═══ Exercise material

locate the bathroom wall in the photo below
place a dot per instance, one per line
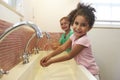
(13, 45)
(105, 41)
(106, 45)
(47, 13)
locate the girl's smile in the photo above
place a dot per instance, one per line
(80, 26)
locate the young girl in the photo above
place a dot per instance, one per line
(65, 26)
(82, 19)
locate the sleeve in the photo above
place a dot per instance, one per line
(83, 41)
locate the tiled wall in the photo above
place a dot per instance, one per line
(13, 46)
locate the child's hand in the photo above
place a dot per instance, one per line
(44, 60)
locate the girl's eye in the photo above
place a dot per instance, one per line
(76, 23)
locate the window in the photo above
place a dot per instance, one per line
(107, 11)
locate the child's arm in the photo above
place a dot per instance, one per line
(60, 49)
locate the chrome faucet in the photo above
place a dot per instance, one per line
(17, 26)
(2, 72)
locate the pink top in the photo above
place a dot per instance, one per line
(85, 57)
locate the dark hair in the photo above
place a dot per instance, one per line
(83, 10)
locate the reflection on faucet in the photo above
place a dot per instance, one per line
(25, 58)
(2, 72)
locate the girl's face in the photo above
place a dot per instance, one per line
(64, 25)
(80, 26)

══════
═══ Exercise material

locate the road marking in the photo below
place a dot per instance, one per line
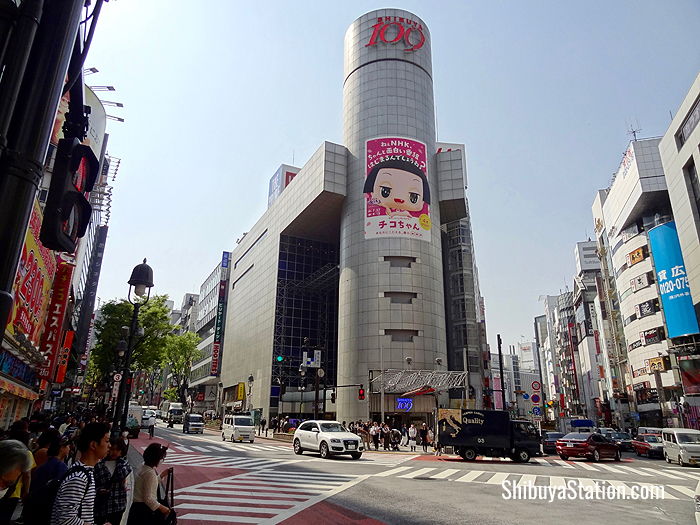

══════
═══ Exercise material

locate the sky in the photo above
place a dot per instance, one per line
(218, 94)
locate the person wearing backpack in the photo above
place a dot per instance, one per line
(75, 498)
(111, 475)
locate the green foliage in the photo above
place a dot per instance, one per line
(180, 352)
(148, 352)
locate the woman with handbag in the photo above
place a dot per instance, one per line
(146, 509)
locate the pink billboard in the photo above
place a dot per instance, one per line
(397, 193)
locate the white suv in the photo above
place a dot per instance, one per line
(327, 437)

══════

## Objective
Please pull out every line in the material above that contains the word "pink", treating uppercase and lowercase letters as different.

## Exercise output
locate the pink top in the photo above
locate the pink billboard in the photo above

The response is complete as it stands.